● **SOURCE EXCERPT**

"It felt so good to be appreciated. It felt nice to be idolized. It felt even better when someone considered me as their role model. But honestly, it was scary. I was so scared to commit mistakes or for others to know the mistakes I committed. I was scared for others to know about my past. Or my secrets. Because I was afraid to be judged. I was afraid to disappoint the people who look up to me. I was afraid that it would affect my family. My career. My self. It was hard living up to others' expectations.
People think that making your own choices is disobedience. Keeping a secret is betrayal. Making mistakes is a failure. Your dark past defines you. Privacy is non-existent. Your mental health doesn't matter.
One thing people always forgot, I am human too. Just like you, I also commit mistakes. I make wrong decisions. I sometimes choose the wrong sides. I was not the ideal person people used to think I was. I was not perfect like how I was always described. Isn't it hard to live in a world of ideals?

● **PARTS OF THE EXERCISE**
**1)** Can you transcribe the part of the reflection on being a role model that opens with the words containing "People think that" and closes with "world of ideals?"?
**2)** Will you pick up the reflection on being a role model after its final sentence and keep writing it?

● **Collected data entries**

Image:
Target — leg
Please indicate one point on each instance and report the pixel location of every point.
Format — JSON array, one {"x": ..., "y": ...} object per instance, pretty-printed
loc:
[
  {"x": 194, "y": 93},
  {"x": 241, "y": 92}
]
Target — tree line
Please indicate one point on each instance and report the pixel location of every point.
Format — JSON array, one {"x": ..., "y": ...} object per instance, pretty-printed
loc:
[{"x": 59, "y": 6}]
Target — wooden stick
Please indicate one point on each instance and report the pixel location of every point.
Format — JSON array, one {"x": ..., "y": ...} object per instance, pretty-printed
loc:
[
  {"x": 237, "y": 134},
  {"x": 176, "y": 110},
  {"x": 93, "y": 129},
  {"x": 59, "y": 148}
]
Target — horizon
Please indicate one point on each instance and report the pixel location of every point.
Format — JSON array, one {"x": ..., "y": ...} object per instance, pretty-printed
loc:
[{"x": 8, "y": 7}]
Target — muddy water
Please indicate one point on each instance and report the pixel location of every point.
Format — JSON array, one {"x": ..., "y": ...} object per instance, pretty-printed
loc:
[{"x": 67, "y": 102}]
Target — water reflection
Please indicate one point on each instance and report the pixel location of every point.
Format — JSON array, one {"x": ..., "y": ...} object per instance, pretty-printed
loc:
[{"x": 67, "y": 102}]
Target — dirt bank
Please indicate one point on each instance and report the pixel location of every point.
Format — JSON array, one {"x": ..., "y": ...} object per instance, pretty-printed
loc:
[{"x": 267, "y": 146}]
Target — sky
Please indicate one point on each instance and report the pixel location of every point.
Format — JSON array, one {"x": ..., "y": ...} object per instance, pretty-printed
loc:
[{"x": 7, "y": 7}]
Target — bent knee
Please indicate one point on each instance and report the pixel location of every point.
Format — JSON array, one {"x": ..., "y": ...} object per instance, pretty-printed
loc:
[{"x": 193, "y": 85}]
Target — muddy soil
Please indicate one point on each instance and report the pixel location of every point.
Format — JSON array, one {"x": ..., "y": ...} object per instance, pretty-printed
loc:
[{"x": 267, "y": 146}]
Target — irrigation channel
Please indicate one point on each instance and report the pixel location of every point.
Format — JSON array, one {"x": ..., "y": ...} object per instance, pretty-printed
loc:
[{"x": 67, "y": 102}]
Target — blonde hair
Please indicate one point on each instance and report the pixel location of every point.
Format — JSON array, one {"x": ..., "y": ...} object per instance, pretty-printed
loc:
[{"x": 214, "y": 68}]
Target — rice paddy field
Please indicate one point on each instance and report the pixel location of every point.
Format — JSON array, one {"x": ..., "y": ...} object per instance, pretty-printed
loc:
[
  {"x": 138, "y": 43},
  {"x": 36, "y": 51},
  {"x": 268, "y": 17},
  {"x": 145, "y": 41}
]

● **OUTPUTS FOR THE TASKS**
**1)**
People think that making your own choices is disobedience. Keeping a secret is betrayal. Making mistakes is a failure. Your dark past defines you. Privacy is non-existent. Your mental health doesn't matter.
One thing people always forgot, I am human too. Just like you, I also commit mistakes. I make wrong decisions. I sometimes choose the wrong sides. I was not the ideal person people used to think I was. I was not perfect like how I was always described. Isn't it hard to live in a world of ideals?

**2)**
I know my life is now an open book. It was revealed five years ago. I was fortunate that many took it positively. Considered to be some sort of bravery. I was glad. Though some took advantage to crush us down, in the end, the good won.
That past reminded me that I am human. That I am living. That I am a normal person. I have feelings and emotions too. I also get hurt. I also cry. I have fears. I have pains. I have problems. I have insecurities. I have faults. Just like you.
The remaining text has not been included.